**Brief a:** Based on the Curtiss Triad text, say whether each statement below agrees with it, answering yes or no and quoting the words that decide it: (i) The Triad A-1 first flew on July 1, 1911, with Curtiss as pilot. (ii) The A-1's first catapult launch succeeded. (iii) Japanese naval aviation was founded with the purchase of five Curtiss Triads.

In February 1911, Curtiss introduced the Triad seaplane, which had both wheels and floats.
The Triad A-1 first flew on July 1, 1911, piloted by Curtiss, for a five minute flight at 25′ AGL, and was the US Navy’s first airplane (later being designated AH-1) for $4,400.
The A-1 was used in a variety of aerial “firsts”—first cross-country flight, 112 miles in 122 minutes; first (albeit unsuccessful) catapult launch (On 31 April 1912); first night landing on water without lights. It also set a world seaplane altitude record of 900′, and completed 285 flights.
Curtiss A-1 USN Lt T S Ellyson
The Triad was sold to the British, Russian, German and Japanese navies in 1912. The Japanese naval aviation was founded with the purchase of three Curtiss Triads. In 1912, Curtiss won the Robert Collier Trophy for his development of the seaplane.

**Brief b:** Copy the listing below word for word, from its first line up to and including the line containing "positive clicks: (991, 127)".

**Material shown:**

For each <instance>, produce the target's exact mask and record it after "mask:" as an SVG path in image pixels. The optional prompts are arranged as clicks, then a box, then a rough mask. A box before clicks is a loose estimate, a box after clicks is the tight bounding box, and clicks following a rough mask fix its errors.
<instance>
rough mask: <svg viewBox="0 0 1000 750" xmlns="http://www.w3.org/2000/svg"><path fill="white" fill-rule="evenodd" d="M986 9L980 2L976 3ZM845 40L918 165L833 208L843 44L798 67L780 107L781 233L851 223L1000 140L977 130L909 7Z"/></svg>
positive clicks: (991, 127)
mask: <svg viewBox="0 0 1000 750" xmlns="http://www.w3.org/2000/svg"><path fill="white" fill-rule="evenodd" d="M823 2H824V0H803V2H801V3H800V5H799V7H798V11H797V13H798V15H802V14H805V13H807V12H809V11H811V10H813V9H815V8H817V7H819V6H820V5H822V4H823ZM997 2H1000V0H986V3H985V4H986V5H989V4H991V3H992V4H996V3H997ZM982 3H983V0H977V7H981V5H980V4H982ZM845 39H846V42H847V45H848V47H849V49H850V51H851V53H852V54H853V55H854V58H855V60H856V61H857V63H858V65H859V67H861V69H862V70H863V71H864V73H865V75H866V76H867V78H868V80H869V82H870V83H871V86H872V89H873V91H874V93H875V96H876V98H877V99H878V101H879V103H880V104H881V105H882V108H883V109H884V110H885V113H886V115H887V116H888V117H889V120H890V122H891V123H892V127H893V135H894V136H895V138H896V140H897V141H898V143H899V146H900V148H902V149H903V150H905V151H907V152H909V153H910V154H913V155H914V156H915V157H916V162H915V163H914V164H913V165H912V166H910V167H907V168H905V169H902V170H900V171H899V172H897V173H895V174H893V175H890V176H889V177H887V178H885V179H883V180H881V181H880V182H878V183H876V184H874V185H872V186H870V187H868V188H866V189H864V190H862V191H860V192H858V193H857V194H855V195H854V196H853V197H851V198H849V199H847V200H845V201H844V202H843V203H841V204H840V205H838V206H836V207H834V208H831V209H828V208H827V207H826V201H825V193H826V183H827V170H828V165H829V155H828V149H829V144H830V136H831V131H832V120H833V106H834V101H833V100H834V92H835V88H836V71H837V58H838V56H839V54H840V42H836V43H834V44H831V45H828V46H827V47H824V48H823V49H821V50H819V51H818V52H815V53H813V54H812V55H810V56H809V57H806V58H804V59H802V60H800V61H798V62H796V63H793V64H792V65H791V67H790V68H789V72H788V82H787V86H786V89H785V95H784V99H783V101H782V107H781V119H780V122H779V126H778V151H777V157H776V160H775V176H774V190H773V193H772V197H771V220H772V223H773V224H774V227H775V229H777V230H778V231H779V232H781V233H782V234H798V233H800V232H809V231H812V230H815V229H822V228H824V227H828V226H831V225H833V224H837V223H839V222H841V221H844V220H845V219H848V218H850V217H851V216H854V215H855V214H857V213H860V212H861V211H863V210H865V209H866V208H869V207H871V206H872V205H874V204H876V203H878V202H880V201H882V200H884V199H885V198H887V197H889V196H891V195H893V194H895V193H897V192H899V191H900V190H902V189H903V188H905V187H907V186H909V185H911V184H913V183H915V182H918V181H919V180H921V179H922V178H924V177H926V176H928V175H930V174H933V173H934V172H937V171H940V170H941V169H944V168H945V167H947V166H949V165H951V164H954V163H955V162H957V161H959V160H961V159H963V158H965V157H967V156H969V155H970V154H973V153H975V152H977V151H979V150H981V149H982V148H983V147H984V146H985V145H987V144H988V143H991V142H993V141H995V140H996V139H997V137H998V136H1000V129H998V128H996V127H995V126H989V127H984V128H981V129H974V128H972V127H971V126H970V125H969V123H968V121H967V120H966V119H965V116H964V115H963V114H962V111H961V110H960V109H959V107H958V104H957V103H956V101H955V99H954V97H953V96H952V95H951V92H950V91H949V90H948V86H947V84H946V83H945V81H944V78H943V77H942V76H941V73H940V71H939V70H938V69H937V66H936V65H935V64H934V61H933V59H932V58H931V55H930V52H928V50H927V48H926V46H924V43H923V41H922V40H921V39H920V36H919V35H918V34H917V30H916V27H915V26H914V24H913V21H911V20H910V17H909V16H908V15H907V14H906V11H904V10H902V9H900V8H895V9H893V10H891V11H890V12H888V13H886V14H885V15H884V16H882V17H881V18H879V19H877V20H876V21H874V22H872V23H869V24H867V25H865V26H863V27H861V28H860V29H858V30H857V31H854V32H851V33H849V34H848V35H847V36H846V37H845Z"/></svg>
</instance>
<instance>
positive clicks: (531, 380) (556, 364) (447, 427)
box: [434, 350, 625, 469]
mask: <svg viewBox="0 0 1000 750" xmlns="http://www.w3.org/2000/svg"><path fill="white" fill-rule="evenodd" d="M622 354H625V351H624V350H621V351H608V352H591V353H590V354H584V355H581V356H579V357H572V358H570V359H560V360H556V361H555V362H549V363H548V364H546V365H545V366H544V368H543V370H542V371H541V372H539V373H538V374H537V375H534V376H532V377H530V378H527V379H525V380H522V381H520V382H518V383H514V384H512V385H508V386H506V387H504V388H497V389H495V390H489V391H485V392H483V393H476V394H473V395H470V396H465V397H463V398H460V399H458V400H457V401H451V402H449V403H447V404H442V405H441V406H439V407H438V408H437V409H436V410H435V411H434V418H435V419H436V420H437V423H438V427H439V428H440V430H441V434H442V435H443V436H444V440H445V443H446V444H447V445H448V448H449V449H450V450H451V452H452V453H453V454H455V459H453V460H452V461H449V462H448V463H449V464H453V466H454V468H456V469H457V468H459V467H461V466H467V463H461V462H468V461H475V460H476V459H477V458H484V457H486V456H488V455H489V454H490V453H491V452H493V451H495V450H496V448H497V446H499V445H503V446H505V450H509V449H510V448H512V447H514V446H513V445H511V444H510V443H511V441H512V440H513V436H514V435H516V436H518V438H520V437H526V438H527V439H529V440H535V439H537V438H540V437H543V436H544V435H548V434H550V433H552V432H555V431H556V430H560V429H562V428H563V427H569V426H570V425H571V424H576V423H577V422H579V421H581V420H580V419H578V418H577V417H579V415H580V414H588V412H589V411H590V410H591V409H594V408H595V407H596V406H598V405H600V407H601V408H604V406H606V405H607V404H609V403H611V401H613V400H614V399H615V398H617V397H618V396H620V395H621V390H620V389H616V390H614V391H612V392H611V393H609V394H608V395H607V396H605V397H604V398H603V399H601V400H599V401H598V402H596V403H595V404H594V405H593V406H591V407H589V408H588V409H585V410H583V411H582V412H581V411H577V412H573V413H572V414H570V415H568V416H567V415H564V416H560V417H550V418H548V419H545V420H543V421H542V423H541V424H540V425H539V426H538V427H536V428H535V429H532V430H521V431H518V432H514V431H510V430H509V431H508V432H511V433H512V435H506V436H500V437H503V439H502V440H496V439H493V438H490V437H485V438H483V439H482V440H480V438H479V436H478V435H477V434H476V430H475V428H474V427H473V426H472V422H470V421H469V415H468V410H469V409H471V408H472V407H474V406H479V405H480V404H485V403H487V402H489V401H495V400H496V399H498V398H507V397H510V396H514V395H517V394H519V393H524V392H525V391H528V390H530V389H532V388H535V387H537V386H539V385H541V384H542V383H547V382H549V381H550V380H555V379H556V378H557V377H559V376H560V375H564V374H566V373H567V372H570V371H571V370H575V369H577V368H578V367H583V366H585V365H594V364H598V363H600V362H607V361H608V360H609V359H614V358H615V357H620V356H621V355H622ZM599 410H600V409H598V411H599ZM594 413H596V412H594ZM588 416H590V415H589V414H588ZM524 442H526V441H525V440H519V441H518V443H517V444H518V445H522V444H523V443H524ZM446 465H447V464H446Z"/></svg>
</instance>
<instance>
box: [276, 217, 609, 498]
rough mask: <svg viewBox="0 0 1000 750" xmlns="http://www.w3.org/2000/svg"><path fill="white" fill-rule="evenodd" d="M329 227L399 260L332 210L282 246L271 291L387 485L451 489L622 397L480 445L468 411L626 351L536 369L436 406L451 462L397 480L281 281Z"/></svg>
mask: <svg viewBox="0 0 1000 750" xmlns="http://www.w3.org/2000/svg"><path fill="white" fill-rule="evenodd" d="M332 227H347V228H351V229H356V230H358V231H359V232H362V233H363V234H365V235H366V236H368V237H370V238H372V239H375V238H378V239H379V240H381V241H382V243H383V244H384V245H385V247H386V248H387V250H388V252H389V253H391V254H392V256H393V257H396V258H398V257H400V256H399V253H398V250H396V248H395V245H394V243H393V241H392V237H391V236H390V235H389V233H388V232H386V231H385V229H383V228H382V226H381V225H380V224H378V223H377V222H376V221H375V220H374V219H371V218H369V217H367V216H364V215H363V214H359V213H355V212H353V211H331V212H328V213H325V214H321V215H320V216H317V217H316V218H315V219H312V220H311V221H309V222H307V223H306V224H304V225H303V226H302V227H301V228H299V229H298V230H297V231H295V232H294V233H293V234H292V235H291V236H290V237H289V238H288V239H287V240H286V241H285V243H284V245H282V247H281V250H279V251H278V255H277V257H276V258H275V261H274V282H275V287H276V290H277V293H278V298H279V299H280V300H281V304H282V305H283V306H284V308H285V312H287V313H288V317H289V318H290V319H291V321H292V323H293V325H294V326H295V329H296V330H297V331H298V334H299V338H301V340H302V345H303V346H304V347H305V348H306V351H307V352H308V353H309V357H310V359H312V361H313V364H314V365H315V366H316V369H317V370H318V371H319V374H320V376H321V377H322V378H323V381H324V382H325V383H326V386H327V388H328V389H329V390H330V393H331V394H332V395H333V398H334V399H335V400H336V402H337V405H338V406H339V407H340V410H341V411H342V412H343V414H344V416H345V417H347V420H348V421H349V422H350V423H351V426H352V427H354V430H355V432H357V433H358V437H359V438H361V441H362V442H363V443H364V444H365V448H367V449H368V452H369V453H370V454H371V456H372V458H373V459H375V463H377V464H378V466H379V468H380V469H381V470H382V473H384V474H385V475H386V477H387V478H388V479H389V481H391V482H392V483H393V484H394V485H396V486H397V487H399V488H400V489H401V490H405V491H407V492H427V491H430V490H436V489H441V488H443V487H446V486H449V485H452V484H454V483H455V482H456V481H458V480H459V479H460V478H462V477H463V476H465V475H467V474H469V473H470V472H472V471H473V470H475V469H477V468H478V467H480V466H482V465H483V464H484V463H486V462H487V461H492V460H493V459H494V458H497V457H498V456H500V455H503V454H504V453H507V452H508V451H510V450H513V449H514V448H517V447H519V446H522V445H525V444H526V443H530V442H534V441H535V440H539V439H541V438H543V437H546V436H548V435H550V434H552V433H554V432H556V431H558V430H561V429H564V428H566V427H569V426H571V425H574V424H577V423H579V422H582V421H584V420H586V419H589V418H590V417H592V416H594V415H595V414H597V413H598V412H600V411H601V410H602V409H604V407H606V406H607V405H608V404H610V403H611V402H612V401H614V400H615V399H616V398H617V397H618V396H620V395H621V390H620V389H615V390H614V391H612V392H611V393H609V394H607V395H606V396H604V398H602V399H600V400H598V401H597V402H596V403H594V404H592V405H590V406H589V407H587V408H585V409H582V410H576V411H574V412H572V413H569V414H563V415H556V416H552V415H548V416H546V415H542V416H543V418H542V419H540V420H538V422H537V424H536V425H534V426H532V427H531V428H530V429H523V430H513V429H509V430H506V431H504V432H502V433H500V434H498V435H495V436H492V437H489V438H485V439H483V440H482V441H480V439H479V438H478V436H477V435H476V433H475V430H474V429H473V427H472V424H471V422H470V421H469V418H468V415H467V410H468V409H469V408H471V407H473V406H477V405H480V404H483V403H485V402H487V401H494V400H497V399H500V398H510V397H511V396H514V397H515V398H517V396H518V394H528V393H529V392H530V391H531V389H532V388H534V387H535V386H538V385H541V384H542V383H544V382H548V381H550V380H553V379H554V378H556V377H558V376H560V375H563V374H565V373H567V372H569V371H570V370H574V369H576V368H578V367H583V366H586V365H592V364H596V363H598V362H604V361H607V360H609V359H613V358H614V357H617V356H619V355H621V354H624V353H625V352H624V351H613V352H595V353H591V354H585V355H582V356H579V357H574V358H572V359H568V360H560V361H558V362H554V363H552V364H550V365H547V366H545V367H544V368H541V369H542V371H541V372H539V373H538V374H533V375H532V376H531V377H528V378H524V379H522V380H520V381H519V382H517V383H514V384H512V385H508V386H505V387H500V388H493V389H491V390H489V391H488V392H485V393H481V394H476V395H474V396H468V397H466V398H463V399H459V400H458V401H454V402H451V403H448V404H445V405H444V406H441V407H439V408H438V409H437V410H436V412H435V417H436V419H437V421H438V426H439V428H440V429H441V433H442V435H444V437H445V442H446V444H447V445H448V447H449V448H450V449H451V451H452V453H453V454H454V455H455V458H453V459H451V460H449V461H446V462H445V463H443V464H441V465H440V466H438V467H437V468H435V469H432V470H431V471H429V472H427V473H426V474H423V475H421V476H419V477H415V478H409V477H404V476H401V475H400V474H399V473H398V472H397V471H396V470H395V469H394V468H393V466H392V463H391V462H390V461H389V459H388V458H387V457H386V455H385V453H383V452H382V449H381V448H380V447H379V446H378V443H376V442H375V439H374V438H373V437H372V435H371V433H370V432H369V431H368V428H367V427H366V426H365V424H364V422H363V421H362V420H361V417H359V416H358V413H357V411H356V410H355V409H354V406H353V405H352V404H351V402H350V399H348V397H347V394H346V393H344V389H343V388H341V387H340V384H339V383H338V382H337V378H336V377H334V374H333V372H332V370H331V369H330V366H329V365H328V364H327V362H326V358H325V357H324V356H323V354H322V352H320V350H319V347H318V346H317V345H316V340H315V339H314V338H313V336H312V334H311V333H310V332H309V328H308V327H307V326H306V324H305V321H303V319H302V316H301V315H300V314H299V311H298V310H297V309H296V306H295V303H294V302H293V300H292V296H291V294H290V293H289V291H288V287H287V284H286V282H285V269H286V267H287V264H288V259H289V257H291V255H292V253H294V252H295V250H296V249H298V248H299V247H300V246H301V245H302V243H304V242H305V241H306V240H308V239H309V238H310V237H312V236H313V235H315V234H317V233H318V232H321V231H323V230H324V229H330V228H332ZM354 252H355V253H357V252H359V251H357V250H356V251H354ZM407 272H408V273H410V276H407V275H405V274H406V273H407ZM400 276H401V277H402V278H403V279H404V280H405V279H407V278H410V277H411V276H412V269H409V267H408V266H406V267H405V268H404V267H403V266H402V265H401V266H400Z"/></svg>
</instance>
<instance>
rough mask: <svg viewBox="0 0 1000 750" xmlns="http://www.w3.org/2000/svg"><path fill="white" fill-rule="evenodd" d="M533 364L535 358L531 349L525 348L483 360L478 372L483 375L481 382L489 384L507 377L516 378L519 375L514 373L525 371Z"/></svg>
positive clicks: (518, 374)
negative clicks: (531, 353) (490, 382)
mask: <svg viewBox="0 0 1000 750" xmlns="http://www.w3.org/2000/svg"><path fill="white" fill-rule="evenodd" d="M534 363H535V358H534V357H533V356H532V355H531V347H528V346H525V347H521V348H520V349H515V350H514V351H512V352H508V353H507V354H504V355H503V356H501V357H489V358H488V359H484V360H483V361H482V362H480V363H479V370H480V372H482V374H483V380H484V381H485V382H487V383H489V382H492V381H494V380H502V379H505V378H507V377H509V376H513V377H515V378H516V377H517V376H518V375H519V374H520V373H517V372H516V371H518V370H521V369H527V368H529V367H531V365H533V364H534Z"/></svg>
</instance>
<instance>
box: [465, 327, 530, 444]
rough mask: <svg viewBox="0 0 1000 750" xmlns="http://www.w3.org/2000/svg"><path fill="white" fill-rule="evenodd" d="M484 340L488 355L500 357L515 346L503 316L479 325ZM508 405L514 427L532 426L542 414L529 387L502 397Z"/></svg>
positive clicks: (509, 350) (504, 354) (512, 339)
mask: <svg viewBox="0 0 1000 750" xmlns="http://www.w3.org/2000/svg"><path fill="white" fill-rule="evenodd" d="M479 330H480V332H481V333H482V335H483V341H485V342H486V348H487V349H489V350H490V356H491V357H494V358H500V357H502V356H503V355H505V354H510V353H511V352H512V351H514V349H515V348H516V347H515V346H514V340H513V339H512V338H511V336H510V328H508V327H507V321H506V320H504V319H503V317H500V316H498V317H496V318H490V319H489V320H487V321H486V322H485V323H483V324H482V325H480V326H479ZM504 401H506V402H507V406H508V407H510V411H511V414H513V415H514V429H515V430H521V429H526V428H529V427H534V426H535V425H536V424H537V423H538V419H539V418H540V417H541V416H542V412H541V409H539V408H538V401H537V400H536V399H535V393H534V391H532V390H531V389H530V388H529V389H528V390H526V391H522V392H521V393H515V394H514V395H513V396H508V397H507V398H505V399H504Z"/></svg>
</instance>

**Task result a:**
(i) Yes: "The Triad A-1 first flew on July 1, 1911, piloted by Curtiss"
(ii) No: "first (albeit unsuccessful) catapult launch"
(iii) No: "The Japanese naval aviation was founded with the purchase of three Curtiss Triads."

**Task result b:**
For each <instance>, produce the target's exact mask and record it after "mask:" as an SVG path in image pixels. The optional prompts are arranged as clicks, then a box, then a rough mask. A box before clicks is a loose estimate, a box after clicks is the tight bounding box, and clicks following a rough mask fix its errors.
<instance>
rough mask: <svg viewBox="0 0 1000 750" xmlns="http://www.w3.org/2000/svg"><path fill="white" fill-rule="evenodd" d="M986 9L980 2L976 3ZM845 40L918 165L833 208L843 44L798 67L780 107L781 233L851 223L1000 140L977 130L909 7Z"/></svg>
positive clicks: (991, 127)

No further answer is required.